DATA FOR PROCESSING:
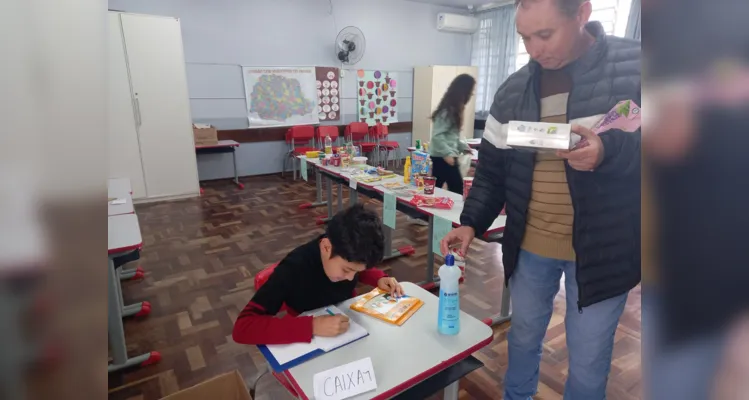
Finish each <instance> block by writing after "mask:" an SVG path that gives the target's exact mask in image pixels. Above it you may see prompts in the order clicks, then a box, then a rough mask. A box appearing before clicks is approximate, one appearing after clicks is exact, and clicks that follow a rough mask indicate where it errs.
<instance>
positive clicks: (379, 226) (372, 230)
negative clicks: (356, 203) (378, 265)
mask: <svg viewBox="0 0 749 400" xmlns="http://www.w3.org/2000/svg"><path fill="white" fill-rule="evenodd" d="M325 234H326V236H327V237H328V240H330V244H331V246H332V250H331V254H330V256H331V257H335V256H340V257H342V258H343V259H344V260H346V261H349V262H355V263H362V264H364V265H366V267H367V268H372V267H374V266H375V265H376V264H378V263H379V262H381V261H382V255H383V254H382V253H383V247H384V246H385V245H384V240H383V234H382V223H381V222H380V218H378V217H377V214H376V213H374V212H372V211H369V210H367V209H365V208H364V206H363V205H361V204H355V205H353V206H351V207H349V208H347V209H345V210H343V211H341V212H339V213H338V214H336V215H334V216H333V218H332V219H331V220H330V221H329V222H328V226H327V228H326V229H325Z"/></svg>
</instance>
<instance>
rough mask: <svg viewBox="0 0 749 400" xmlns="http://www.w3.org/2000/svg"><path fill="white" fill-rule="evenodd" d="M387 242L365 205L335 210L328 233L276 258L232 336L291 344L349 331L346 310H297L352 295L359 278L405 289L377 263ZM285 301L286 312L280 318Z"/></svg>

...

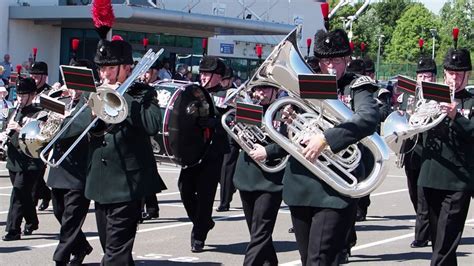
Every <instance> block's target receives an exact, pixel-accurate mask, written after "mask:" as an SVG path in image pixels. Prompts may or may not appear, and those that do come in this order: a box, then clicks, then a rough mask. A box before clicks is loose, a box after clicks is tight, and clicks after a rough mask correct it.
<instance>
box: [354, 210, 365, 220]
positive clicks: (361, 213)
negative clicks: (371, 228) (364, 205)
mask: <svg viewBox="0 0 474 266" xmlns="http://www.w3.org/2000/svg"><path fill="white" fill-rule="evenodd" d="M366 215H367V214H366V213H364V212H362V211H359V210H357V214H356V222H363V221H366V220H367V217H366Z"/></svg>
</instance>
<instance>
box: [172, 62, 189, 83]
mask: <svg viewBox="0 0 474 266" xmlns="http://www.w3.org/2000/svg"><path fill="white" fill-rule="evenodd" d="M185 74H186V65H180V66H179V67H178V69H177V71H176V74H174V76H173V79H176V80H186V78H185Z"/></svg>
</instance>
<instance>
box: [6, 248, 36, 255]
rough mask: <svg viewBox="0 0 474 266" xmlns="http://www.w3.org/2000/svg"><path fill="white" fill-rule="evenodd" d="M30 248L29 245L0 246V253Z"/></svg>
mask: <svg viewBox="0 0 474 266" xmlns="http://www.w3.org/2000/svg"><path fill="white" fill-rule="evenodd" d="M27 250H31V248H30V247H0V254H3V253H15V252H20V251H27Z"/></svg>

* * *

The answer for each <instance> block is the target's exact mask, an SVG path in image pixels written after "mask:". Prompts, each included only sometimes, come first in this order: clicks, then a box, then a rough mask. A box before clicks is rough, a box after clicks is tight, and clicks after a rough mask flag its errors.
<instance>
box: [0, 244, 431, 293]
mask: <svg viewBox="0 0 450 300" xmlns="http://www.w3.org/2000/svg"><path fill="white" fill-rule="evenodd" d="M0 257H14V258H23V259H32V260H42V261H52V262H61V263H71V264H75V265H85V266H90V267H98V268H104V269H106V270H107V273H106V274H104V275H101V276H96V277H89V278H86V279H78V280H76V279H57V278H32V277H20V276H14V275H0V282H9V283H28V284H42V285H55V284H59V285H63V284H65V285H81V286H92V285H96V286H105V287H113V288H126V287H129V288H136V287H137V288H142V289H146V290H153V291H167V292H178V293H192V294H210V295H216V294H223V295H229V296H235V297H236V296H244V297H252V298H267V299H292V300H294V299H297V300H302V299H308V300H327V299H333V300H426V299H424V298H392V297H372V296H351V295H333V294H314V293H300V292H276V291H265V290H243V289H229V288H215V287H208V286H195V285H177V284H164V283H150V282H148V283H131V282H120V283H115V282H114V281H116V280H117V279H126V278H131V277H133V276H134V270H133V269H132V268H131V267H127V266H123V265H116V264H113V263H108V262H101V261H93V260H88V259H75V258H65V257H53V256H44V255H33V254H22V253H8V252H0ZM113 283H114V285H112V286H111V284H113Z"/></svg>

WHAT THE TASK REQUIRES: The word to look for is "this"; copy out every line of the entries that holds it.

RESPONSE:
Every <instance> block's target receives an exact, pixel-accurate mask, written after "mask:" as an SVG path in image pixels. Prompts may or may not appear, and those that do come in this order: a box, then clicks, then a rough mask. A box before clicks is loose, a box after clicks is tight, and clicks after a rough mask correct it.
The answer for each <instance> block is the target's exact mask, an SVG path in image pixels written after "mask:". Prompts, each included only sometimes, come first in this order: clicks, then a box, then a rough mask. A box before clicks is rough, a box after clicks is tight, and clicks after a rough mask flag its errors.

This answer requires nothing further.